======== Extracted records

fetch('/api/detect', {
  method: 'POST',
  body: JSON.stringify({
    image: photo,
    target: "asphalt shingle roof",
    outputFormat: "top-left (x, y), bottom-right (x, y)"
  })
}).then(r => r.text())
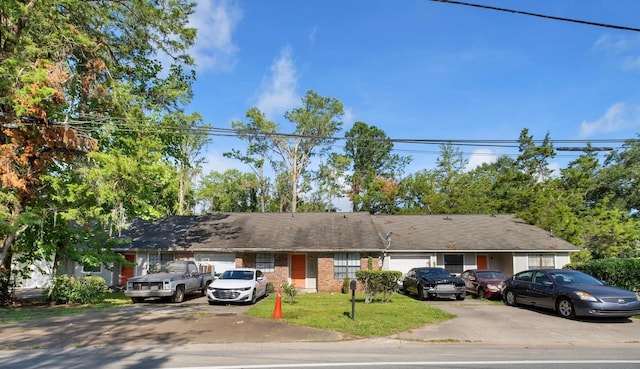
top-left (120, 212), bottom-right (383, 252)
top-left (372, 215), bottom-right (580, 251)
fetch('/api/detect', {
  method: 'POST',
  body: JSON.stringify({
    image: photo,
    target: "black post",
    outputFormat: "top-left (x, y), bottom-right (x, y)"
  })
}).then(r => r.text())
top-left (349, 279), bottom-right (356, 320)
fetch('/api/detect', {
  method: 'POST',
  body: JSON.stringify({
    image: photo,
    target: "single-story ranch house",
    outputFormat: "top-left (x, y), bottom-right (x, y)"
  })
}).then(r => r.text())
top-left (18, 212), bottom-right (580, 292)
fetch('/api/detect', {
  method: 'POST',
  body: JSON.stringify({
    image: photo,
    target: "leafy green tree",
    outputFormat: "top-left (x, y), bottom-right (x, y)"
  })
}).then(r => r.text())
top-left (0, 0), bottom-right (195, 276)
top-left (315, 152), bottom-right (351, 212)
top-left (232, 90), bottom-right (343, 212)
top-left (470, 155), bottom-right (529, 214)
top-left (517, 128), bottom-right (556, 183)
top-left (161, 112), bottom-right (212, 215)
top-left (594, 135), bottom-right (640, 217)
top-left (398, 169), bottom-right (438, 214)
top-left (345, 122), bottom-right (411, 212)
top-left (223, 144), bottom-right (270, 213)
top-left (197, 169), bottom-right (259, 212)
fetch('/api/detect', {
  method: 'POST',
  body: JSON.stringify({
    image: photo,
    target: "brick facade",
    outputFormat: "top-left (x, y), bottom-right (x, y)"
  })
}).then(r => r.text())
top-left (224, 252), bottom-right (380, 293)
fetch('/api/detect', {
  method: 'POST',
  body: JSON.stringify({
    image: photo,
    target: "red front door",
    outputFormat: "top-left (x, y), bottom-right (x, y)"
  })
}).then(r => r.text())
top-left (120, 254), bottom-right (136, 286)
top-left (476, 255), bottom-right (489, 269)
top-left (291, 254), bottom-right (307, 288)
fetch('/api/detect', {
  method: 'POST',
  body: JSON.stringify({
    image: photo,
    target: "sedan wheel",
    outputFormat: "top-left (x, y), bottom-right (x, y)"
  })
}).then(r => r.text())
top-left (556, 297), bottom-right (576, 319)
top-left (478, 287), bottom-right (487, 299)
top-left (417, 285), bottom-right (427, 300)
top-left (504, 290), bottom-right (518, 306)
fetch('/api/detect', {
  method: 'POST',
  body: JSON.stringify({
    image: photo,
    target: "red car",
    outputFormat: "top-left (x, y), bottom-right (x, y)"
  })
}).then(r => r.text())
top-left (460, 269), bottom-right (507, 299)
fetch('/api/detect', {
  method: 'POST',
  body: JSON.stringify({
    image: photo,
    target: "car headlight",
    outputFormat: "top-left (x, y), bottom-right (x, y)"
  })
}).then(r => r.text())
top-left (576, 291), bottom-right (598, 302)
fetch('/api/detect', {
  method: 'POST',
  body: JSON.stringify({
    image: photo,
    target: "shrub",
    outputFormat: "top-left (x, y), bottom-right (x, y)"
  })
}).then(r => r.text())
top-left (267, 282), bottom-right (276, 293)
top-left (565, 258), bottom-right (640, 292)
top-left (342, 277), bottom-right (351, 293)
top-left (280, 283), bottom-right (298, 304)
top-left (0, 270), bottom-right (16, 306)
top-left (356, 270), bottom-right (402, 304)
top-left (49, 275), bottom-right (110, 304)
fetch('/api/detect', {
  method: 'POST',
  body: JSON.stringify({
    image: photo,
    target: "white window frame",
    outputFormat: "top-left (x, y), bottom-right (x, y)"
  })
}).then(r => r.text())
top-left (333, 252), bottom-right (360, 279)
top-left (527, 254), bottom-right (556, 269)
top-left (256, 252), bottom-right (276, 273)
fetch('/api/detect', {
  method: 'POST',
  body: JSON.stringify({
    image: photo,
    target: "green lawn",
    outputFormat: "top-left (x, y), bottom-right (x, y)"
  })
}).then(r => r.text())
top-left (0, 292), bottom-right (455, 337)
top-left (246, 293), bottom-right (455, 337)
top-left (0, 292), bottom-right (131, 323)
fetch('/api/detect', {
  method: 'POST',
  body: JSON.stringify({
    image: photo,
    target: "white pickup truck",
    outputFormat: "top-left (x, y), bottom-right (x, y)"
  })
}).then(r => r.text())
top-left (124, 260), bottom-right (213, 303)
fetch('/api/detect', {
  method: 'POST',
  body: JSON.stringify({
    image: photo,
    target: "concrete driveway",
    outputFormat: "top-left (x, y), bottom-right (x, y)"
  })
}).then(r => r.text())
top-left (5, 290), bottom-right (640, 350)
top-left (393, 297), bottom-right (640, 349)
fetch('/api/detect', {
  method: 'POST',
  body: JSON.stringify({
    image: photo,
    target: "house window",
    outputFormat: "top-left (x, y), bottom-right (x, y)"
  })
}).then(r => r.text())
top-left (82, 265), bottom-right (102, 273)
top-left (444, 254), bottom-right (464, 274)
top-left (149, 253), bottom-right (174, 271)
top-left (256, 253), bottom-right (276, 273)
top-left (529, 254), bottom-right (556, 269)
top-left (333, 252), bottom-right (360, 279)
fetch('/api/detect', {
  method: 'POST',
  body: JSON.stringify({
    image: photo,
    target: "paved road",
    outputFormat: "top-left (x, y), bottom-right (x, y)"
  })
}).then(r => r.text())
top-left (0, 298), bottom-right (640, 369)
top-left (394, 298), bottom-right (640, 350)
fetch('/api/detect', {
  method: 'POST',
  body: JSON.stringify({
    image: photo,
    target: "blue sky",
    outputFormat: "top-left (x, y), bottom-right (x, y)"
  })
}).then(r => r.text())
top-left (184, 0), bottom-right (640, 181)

================

◆ **What is required**:
Rescale everything in the material from its first line through the line containing "top-left (18, 212), bottom-right (580, 292)", inclusive, multiplying each bounding-box coordinate in the answers by 1.25 and rounding to whole numbers, with halves rounded up. Keep every other line unchanged, including the format samples, and leave the pictures out.

◆ **Written response**:
fetch('/api/detect', {
  method: 'POST',
  body: JSON.stringify({
    image: photo,
    target: "asphalt shingle roof",
    outputFormat: "top-left (x, y), bottom-right (x, y)"
  })
}).then(r => r.text())
top-left (150, 265), bottom-right (479, 315)
top-left (465, 269), bottom-right (725, 314)
fetch('/api/detect', {
  method: 'POST',
  body: JSON.stringify({
    image: photo,
    target: "black post",
    outputFormat: "top-left (x, y), bottom-right (x, y)"
  })
}).then(r => r.text())
top-left (436, 349), bottom-right (445, 400)
fetch('/api/detect', {
  method: 'POST',
  body: JSON.stringify({
    image: photo,
    target: "single-story ranch house",
    outputFormat: "top-left (x, y), bottom-right (x, y)"
  })
}).then(r => r.text())
top-left (23, 265), bottom-right (725, 365)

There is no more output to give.